> The request: Extract every line of the material that contains the string "boat", and list those lines.
------ Dataset extract
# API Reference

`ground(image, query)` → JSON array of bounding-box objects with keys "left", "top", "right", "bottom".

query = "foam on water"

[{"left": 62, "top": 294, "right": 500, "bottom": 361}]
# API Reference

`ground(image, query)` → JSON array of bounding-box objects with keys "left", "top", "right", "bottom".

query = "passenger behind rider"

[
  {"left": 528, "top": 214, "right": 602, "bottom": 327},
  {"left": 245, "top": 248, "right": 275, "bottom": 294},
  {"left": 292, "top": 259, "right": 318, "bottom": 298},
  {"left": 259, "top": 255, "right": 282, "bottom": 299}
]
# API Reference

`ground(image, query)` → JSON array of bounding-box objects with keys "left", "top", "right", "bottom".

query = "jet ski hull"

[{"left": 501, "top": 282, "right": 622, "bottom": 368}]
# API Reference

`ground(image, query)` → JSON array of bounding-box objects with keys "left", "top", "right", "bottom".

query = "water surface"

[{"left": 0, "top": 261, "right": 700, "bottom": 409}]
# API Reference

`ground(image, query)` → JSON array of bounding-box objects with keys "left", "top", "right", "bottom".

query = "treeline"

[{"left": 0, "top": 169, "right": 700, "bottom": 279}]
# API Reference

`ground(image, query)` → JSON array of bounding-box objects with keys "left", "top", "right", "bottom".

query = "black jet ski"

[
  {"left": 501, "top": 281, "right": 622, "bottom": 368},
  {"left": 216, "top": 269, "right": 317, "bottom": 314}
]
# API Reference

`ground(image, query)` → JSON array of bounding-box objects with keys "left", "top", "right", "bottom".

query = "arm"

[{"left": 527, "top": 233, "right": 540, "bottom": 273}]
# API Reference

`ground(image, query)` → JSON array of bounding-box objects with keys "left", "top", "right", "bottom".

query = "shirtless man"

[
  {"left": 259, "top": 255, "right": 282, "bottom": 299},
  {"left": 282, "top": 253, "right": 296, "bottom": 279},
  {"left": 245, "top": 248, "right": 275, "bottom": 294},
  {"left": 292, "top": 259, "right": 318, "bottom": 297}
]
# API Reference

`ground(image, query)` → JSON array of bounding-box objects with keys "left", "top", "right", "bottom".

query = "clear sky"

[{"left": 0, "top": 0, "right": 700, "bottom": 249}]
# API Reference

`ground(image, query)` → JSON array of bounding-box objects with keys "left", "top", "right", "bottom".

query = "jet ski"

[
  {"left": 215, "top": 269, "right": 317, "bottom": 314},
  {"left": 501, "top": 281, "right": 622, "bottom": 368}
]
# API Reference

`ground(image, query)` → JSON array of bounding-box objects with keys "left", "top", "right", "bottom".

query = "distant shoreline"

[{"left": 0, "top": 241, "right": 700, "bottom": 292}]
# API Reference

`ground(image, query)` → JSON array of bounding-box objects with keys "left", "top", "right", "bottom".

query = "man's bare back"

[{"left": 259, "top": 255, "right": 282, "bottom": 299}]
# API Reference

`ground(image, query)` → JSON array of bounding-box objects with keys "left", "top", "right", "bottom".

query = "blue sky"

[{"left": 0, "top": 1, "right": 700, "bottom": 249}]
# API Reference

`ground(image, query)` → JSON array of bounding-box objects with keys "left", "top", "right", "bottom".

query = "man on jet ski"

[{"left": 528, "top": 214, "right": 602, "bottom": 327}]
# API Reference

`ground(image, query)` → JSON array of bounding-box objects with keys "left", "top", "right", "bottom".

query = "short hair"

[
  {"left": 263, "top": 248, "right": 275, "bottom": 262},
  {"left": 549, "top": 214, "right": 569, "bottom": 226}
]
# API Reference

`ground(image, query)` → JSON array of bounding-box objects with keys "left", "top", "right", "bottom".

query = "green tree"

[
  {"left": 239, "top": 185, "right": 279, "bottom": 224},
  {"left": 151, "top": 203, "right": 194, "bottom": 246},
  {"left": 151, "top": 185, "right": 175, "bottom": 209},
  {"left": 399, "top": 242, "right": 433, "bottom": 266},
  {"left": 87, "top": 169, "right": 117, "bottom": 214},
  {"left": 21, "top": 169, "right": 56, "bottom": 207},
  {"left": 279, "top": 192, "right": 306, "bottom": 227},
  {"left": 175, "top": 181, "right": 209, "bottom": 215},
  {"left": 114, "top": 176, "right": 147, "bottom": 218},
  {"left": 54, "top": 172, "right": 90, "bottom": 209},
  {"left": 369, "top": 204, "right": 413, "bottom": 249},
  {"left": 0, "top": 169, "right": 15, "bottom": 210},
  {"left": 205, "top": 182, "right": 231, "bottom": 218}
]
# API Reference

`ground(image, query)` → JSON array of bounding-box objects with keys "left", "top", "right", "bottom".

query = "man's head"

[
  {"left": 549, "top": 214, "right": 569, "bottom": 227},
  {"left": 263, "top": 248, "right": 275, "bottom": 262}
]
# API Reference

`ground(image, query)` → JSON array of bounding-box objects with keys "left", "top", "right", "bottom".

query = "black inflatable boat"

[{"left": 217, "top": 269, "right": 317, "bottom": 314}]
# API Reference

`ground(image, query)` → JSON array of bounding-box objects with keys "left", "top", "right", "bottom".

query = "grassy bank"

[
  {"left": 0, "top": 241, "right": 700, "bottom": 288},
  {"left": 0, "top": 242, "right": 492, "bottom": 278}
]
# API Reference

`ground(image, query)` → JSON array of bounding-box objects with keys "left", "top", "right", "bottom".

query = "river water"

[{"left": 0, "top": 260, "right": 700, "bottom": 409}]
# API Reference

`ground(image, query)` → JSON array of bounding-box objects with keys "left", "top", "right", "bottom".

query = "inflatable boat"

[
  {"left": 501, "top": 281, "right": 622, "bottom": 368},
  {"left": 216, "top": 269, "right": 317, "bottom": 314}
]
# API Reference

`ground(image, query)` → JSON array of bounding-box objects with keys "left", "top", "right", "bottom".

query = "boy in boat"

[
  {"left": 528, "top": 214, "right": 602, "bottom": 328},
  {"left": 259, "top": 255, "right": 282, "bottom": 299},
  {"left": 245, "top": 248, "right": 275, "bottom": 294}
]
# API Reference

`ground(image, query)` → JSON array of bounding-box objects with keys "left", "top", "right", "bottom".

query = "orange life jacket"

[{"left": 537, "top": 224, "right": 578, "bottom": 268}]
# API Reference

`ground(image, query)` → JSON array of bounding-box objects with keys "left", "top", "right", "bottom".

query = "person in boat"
------------
> Output for this task:
query = "black inflatable boat"
query = "inflatable boat"
query = "boy in boat"
query = "person in boat"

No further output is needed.